### Task requirements
Every line of the data should be output word for word.

### Provided entries
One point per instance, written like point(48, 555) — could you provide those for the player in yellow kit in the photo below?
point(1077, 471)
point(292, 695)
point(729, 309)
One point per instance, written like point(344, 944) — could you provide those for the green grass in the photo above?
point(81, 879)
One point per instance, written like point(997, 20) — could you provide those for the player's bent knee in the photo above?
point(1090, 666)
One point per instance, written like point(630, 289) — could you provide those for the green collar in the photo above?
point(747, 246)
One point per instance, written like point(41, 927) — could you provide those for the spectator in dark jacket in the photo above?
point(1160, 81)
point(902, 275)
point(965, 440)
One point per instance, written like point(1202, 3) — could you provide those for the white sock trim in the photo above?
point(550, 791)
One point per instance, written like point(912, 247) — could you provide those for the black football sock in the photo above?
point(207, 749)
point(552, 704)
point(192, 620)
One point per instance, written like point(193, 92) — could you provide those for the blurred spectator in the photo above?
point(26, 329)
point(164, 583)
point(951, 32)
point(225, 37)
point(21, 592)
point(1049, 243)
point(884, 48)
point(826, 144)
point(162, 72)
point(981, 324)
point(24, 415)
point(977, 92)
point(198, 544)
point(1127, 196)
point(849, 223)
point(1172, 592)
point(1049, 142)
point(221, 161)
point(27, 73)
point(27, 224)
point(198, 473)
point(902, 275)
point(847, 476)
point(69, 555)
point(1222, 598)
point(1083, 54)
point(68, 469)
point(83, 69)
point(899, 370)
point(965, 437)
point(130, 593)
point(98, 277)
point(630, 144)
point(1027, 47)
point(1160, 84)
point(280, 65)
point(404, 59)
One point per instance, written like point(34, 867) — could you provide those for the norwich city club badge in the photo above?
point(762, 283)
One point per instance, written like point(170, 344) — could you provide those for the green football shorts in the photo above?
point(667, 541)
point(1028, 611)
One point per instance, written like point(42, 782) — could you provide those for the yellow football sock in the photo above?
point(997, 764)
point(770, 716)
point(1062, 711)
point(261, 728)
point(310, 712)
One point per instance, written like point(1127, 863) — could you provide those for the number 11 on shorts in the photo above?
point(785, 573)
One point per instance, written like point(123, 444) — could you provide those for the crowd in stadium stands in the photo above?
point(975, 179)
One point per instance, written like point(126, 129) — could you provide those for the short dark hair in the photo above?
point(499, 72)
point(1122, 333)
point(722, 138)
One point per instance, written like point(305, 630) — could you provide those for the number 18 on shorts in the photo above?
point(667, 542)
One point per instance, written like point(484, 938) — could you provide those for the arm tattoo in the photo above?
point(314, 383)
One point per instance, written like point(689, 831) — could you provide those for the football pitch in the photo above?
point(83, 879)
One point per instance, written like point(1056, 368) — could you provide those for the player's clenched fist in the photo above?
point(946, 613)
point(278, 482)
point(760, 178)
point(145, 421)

### Solution to this task
One point per instance, written like point(48, 555) — could you provide those for the player in yellow kit in the photo below?
point(1077, 471)
point(292, 695)
point(729, 309)
One point per instance, written like point(344, 944) — could you provide those for the green grass in the photo above?
point(81, 879)
One point per instance, written like point(997, 20) — could you provide those for the player's bent knee in the photo above?
point(1090, 666)
One point per instance, written like point(630, 289) — could you provide those for the green collar in the photo above?
point(747, 246)
One point per instance, written like point(41, 927) — could you provide those for the spectator in dark jacket in the photo above?
point(1160, 81)
point(902, 275)
point(965, 440)
One point per instance, written like point(1202, 3) — could you provide those for the white sock trim in the photo above?
point(550, 791)
One point per instance, written like point(912, 247) — could you provide those for the black football sock in the photo above?
point(207, 749)
point(552, 704)
point(192, 620)
One point per instance, written like point(193, 92) — could you provide those for the blurred spectator in the photo above?
point(26, 329)
point(164, 583)
point(951, 32)
point(225, 37)
point(21, 592)
point(1049, 243)
point(884, 48)
point(826, 144)
point(162, 72)
point(981, 324)
point(24, 415)
point(977, 92)
point(198, 544)
point(1127, 196)
point(849, 223)
point(1172, 592)
point(1049, 142)
point(221, 161)
point(27, 73)
point(27, 224)
point(198, 473)
point(902, 275)
point(847, 476)
point(69, 555)
point(1222, 598)
point(1083, 54)
point(68, 469)
point(83, 69)
point(899, 370)
point(965, 437)
point(130, 593)
point(98, 277)
point(630, 144)
point(1027, 47)
point(1160, 84)
point(280, 65)
point(404, 59)
One point per instance, written like point(34, 867) — could you provide those for the norwich city club badge in the photo above?
point(762, 283)
One point per instance, written like point(170, 344) — could you provide those for the green football shorts in the photo above?
point(667, 541)
point(1028, 611)
One point per instance, written like point(42, 782) — could you provide those for the yellow football sock in the photo above?
point(997, 764)
point(770, 716)
point(1062, 711)
point(261, 728)
point(310, 712)
One point per instance, written like point(1127, 863) — could you provide those for the number 11 on shorts in the photo above?
point(785, 573)
One point per instance, written like point(123, 444) — could you provide those for the crowd in stadium stands in the photo above?
point(975, 179)
One point per instance, written like point(126, 129) — could you provide those for the short dark hair in the photo above?
point(499, 72)
point(1122, 333)
point(722, 138)
One point per instance, written like point(305, 630) — could you provide those for the number 18 on shorts in the photo above?
point(667, 542)
One point per instance, written like point(484, 938) — could you provide those for the arm tattoo in the photo above?
point(314, 383)
One point per instance, written like point(689, 831) — could you provide those for the football pitch in the photo above?
point(83, 879)
One point per instance, written like point(1056, 368) — could you provide those for the player's clenched fist in the photo above?
point(946, 613)
point(278, 482)
point(760, 178)
point(145, 421)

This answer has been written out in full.